● **Zu erledigende Aufgaben**:
**1.** Wann und wo fand laut dem folgenden Text zur ISO-Gründung die Gründungskonferenz statt?
**2.** Nenne alle Entwicklungen, die der folgende Text zur ISO-Gründung als undenkbar ohne die Weltwirtschaftskrise von 2008/9 bezeichnet.

------ Textabschnitt

ISO-Gründung

Sozialismus oder Barbarei – wieder aktuell

Auf der Gründungskonferenz der Internationalen Sozialistischen Organisation (ISO) am 3./4. Dezember 2016 in Frankfurt / Main waren einige Gäste aus dem In- und Ausland vertreten. Wir bringen hier eines dieser Grußworte, das der Autor uns freundlicherweise zur Verfügung gestellt hat.

Volkhard Mosler (marx21 in der LINKEN)

Wie jedes Jahr haben die Berufsoptimisten für das kommende Jahr glänzende Voraussagen gemacht. Trotz wachsender politischer Instabilität seien die Wachstumsaussichten für 2017 gut bis sehr gut. So scheinen die Krisensymptome des politischen Überbaus losgelöst von der wirtschaftlichen Entwicklung zu sein. Das „Brexit“-Votum in GB, die anhaltenden Regierungskrisen in Spanien und Italien, die Sackgasse der Globalisierung des Kapitalismus sind jedoch undenkbar ohne die Weltwirtschaftskrise von 2008/9 und die seitdem anhaltende Depression der Weltwirtschaft.

------------
------ Einträge

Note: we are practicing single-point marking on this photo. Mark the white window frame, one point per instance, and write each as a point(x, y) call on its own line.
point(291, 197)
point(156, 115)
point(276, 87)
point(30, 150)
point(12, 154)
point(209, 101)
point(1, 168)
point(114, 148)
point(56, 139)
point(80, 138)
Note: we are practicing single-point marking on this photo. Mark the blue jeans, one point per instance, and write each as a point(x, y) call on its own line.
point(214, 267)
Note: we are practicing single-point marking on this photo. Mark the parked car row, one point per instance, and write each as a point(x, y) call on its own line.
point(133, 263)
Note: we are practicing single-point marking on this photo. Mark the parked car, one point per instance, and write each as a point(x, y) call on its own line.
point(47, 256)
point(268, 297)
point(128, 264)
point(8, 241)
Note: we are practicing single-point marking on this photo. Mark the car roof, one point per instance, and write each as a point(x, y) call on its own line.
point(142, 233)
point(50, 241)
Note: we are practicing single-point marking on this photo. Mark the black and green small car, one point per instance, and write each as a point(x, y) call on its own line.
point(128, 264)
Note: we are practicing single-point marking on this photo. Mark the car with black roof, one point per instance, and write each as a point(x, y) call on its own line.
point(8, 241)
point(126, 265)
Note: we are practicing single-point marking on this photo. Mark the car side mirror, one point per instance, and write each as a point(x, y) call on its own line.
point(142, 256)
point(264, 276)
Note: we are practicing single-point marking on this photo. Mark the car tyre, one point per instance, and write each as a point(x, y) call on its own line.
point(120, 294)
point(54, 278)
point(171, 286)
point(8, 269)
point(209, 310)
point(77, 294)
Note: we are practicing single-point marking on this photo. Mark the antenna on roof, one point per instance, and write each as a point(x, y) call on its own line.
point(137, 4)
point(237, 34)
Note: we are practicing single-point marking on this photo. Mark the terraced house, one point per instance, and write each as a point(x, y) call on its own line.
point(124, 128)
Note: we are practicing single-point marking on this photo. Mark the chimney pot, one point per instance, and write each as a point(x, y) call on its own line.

------------

● **Liste der Lösungen**:
**1.** Am 3./4. Dezember 2016 in Frankfurt / Main.

**2.**
- Das „Brexit“-Votum in GB
- Die anhaltenden Regierungskrisen in Spanien und Italien
- Die Sackgasse der Globalisierung des Kapitalismus